### Exercise directions
Convert every line of the listing below into a numbered list, leaving out blank lines.

>> Start Exercise inputs

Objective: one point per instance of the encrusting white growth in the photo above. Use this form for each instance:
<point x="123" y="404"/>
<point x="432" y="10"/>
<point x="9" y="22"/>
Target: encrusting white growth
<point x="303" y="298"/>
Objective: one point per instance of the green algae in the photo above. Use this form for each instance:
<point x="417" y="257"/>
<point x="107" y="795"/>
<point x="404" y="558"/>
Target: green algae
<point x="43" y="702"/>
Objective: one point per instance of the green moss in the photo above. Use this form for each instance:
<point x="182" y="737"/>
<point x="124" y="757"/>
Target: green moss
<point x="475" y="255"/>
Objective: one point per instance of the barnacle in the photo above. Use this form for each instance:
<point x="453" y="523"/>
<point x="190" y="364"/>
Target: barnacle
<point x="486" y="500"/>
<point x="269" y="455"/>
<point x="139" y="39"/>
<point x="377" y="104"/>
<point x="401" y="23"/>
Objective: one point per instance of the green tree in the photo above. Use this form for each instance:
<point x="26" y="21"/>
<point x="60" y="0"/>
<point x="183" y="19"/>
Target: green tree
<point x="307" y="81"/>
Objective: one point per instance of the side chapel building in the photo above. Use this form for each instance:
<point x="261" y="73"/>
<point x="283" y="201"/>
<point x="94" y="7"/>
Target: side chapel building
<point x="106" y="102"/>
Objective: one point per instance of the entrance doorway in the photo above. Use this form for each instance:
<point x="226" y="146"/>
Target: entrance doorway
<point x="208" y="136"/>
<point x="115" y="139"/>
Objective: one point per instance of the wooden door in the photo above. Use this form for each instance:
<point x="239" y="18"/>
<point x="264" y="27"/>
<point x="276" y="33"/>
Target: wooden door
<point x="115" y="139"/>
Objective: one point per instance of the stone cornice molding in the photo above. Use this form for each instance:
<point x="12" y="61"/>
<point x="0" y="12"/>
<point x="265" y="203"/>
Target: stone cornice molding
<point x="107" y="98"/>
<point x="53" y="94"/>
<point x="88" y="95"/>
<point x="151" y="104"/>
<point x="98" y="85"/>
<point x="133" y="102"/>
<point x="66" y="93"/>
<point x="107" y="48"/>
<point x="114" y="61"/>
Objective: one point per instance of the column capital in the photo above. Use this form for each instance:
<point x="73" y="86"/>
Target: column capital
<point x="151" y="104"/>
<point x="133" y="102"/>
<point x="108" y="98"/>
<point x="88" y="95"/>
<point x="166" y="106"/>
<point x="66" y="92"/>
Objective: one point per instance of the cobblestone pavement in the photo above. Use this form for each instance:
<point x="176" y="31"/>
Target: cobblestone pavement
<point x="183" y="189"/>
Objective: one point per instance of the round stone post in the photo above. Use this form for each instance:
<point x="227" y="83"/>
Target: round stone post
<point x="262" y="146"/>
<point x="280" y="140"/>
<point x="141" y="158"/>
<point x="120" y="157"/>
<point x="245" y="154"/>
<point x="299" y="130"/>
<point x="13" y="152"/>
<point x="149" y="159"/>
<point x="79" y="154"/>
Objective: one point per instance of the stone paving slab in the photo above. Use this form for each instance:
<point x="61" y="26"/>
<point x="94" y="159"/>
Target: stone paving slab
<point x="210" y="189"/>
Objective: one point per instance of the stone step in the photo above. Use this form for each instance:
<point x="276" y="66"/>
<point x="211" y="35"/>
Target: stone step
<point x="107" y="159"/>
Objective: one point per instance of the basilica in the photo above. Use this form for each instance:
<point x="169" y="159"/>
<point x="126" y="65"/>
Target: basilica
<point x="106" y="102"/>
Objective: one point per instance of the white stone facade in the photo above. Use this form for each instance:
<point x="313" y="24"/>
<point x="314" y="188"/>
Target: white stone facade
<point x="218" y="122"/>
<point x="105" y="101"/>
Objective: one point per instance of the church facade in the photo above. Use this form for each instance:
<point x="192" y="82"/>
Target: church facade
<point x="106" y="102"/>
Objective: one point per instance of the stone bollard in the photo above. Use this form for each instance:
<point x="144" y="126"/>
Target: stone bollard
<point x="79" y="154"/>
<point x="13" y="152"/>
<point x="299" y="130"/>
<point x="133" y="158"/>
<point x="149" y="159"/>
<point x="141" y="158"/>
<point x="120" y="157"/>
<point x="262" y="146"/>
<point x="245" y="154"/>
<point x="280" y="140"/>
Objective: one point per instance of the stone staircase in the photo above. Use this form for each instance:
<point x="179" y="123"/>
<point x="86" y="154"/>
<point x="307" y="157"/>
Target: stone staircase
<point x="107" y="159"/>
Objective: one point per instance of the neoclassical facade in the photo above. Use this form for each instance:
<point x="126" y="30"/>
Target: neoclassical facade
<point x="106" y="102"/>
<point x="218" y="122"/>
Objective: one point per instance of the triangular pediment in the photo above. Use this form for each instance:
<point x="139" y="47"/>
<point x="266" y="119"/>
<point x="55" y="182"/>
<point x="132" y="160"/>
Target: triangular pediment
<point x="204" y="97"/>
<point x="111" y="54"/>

>> End Exercise inputs

### Exercise answer
1. Objective: one point per instance of the encrusting white growth in the photo above. Use this form for each instance:
2. <point x="123" y="404"/>
3. <point x="432" y="10"/>
4. <point x="9" y="22"/>
5. Target: encrusting white growth
6. <point x="303" y="298"/>
7. Objective: one point per instance of the green algae in the photo above. Use this form for each instance:
8. <point x="417" y="257"/>
9. <point x="107" y="795"/>
10. <point x="404" y="558"/>
11. Target: green algae
12. <point x="43" y="702"/>
13. Objective: one point per instance of the green moss in the photo above. Use this form for each instance:
14. <point x="182" y="737"/>
15. <point x="124" y="757"/>
16. Target: green moss
17. <point x="475" y="255"/>
18. Objective: one point per instance of the barnacle in the photo above. Use this form for each instance:
19. <point x="453" y="523"/>
20. <point x="190" y="364"/>
21. Target: barnacle
22. <point x="486" y="500"/>
23. <point x="269" y="455"/>
24. <point x="139" y="39"/>
25. <point x="377" y="104"/>
26. <point x="401" y="23"/>
27. Objective: one point per instance of the green tree in the photo above. Use this form for each instance:
28. <point x="26" y="21"/>
29. <point x="60" y="0"/>
30. <point x="183" y="19"/>
31. Target: green tree
32. <point x="307" y="81"/>
33. Objective: one point per instance of the side chapel building in the photo above. Use this form for each instance:
34. <point x="261" y="73"/>
35. <point x="283" y="201"/>
36. <point x="94" y="7"/>
37. Target: side chapel building
38. <point x="106" y="102"/>
39. Objective: one point per instance of the entrance doorway in the photo above. Use this form for each instance:
40. <point x="226" y="146"/>
41. Target: entrance doorway
42. <point x="208" y="136"/>
43. <point x="115" y="139"/>
44. Objective: one point per instance of the wooden door in the photo above. Use this form for each instance:
45. <point x="239" y="18"/>
46. <point x="264" y="27"/>
47. <point x="276" y="33"/>
48. Target: wooden door
49. <point x="115" y="139"/>
50. Objective: one point per instance of the stone cornice molding in the photo above. Use this form for each instance:
51. <point x="12" y="61"/>
52. <point x="0" y="12"/>
53. <point x="265" y="203"/>
54. Target: stone cornice molding
55. <point x="107" y="98"/>
56. <point x="53" y="94"/>
57. <point x="88" y="95"/>
58. <point x="151" y="104"/>
59. <point x="98" y="85"/>
60. <point x="133" y="102"/>
61. <point x="66" y="93"/>
62. <point x="107" y="48"/>
63. <point x="114" y="61"/>
64. Objective: one point per instance of the column capital in the photo above. Use this form for each instance:
65. <point x="73" y="86"/>
66. Target: column capital
67. <point x="151" y="104"/>
68. <point x="133" y="102"/>
69. <point x="108" y="98"/>
70. <point x="88" y="95"/>
71. <point x="166" y="106"/>
72. <point x="66" y="92"/>
73. Objective: one point per instance of the cobblestone pavement in the photo above. Use this form for each instance:
74. <point x="176" y="31"/>
75. Target: cobblestone pavement
76. <point x="183" y="189"/>
77. Objective: one point per instance of the round stone post in the photo above. Use this form for each instance:
78. <point x="227" y="83"/>
79. Target: round stone post
80. <point x="262" y="146"/>
81. <point x="280" y="140"/>
82. <point x="141" y="158"/>
83. <point x="120" y="157"/>
84. <point x="245" y="154"/>
85. <point x="299" y="130"/>
86. <point x="13" y="152"/>
87. <point x="149" y="159"/>
88. <point x="79" y="154"/>
89. Objective: one point per instance of the stone paving slab in the photo above. Use this form for each instance:
90. <point x="61" y="26"/>
91. <point x="94" y="159"/>
92. Target: stone paving slab
93. <point x="210" y="189"/>
94. Objective: one point per instance of the stone step in the photo above. Use this form for each instance:
95. <point x="276" y="66"/>
96. <point x="211" y="35"/>
97. Target: stone step
98. <point x="107" y="159"/>
99. Objective: one point per instance of the basilica in the photo above. Use this form for each instance:
100. <point x="169" y="159"/>
101. <point x="126" y="65"/>
102. Target: basilica
103. <point x="106" y="102"/>
104. Objective: one point per instance of the white stone facade in the photo above. Use this form for each instance:
105. <point x="313" y="24"/>
106. <point x="314" y="188"/>
107. Target: white stone facade
108. <point x="218" y="122"/>
109. <point x="105" y="101"/>
110. Objective: one point per instance of the church facade in the photo above. Use this form for each instance:
111. <point x="192" y="82"/>
112. Target: church facade
113. <point x="106" y="102"/>
114. Objective: one point per instance of the stone bollard in the photo above. Use this form for each instance:
115. <point x="144" y="126"/>
116. Target: stone bollard
117. <point x="79" y="154"/>
118. <point x="13" y="152"/>
119. <point x="299" y="130"/>
120. <point x="133" y="158"/>
121. <point x="149" y="159"/>
122. <point x="141" y="158"/>
123. <point x="120" y="157"/>
124. <point x="262" y="146"/>
125. <point x="245" y="154"/>
126. <point x="280" y="140"/>
127. Objective: one point per instance of the stone staircase in the photo above. Use this form for each instance:
128. <point x="179" y="123"/>
129. <point x="86" y="154"/>
130. <point x="307" y="157"/>
131. Target: stone staircase
132. <point x="107" y="159"/>
133. Objective: one point per instance of the neoclassical facade in the photo above. Use this form for each instance:
134. <point x="126" y="30"/>
135. Target: neoclassical facade
136. <point x="106" y="102"/>
137. <point x="218" y="122"/>
138. Objective: one point per instance of the triangular pediment in the photo above. Use this form for each instance:
139. <point x="139" y="47"/>
140. <point x="266" y="119"/>
141. <point x="55" y="182"/>
142. <point x="132" y="160"/>
143. Target: triangular pediment
144. <point x="204" y="97"/>
145. <point x="111" y="54"/>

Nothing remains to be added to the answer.